Available data:
---

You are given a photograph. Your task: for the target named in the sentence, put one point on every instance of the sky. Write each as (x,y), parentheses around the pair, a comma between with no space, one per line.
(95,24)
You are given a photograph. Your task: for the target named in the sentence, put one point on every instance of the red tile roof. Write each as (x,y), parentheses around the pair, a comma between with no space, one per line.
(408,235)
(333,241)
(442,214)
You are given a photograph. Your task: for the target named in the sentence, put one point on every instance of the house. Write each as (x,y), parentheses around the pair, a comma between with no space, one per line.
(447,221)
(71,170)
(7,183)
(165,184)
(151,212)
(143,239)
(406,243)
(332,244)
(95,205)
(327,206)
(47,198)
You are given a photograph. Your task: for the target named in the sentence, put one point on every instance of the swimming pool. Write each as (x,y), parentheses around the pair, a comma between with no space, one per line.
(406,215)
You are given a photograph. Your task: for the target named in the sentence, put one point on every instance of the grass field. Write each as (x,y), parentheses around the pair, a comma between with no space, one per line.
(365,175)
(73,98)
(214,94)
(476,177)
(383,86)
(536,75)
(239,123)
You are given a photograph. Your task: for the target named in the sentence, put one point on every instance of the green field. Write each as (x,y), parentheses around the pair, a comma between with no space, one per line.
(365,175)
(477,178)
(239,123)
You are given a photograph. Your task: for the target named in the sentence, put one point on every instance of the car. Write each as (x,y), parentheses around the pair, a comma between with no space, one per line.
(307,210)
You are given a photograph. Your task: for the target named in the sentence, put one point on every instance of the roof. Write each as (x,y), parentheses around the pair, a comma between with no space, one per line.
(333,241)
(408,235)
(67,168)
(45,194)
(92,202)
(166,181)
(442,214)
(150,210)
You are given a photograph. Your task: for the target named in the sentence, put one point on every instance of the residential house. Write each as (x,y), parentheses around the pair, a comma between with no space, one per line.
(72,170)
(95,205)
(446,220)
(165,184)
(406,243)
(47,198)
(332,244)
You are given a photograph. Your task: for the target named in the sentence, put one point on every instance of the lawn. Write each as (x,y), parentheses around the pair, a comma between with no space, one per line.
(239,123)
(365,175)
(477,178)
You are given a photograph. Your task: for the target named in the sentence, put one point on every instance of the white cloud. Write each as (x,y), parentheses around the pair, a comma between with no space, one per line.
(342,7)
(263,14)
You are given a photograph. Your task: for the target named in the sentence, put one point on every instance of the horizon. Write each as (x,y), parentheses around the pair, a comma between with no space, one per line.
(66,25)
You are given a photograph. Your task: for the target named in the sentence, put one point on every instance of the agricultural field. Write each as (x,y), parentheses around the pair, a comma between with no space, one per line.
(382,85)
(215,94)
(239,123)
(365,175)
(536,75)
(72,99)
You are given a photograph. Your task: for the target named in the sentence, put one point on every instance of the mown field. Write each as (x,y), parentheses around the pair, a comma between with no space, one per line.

---

Set problem: Reproduce every item above verbatim, in its original order, with no changes to wording, punctuation, or line breaks.

Solution for this problem:
You are given a photograph. Your task: for the target named in the sentence, put one point on every instance of the sky. Write each as (x,y), parentheses around the pair, a comma between with no space, one per line.
(95,24)
You are given a photograph. Your task: for the target named in the sentence, put one point on every instance of the red tile roof. Write each as (x,y), parentheses around the pair, a comma between with no space, one per line.
(408,235)
(333,241)
(442,214)
You are given a photograph. Your task: for the target named in the sentence, put one point on every instance of the house. Write each as (x,y), parentheses around the pair, a comma between with no space, one per line.
(447,221)
(71,170)
(7,183)
(165,184)
(151,212)
(143,239)
(406,243)
(332,244)
(95,205)
(327,206)
(47,198)
You are given a photograph. Your task: for the target named in the sentence, put one point on every instance of the swimming pool. Write each as (x,y), parentheses around the pair, a comma between with no space, one per line.
(406,215)
You are given a photograph. Your task: for the target named in the sentence, put one point on every instance of the grass field. Write each as (x,y), parentheses around the pair, a comma between with no space, one per line.
(365,175)
(73,98)
(214,94)
(476,177)
(383,86)
(536,75)
(239,123)
You are given a photograph. Your task: for the target named in the sentence, put one point on every instance of the green field. Write each as (x,y), parentheses around the pair, a comma between with no space, one per line.
(365,175)
(477,178)
(239,123)
You are given a photograph. Your task: for the target named in the sentence, put one point on every instance of the car. Write each as (x,y), parentheses around the pair, a comma between with no space, one per line.
(307,210)
You are given a photograph. Your task: for the target named in the sentence, put one point on every instance of the roof. Write each as (x,y), parentheses around the pair, a comma between with no space, one per line.
(333,241)
(408,235)
(67,168)
(45,194)
(92,202)
(166,181)
(442,214)
(150,210)
You are given a photograph. Your task: for the target named in the sentence, put one point on every instance of the residential house. Write each as (x,y), parentheses around the pair, a comma between with no space, one per line.
(72,170)
(95,205)
(446,220)
(165,184)
(406,243)
(47,198)
(332,244)
You are given a photograph. Your task: for the target named in the sentence, put one point on every instance of the lawn. Write each as (x,y), parentheses around the pair, a comma between with no space, one per line.
(239,123)
(365,175)
(477,178)
You are given a photograph. Your task: for the target named in the sentence, put one point on every instance of the white cloud. Write each as (x,y), parentheses around the pair, a comma between with no space, one per line.
(342,7)
(263,14)
You are given a photograph. Your task: for the target named in the sentence, put one point on every instance of the horizon. Write each as (x,y), parentheses around the pair, a comma between with no space, one per line.
(66,25)
You are given a photograph. Your task: for the target named in the sentence, put one point on every instance of the agricultural field. Write each as (x,y), parentheses around the pair, a comma between with no space, one per line.
(382,85)
(215,94)
(239,123)
(365,175)
(536,75)
(72,99)
You are given a photograph. Your task: for the target named in the sentence, put one point on every instance of the mown field. Write each as (x,y), parentheses around the pair, a comma between with no space, one per line.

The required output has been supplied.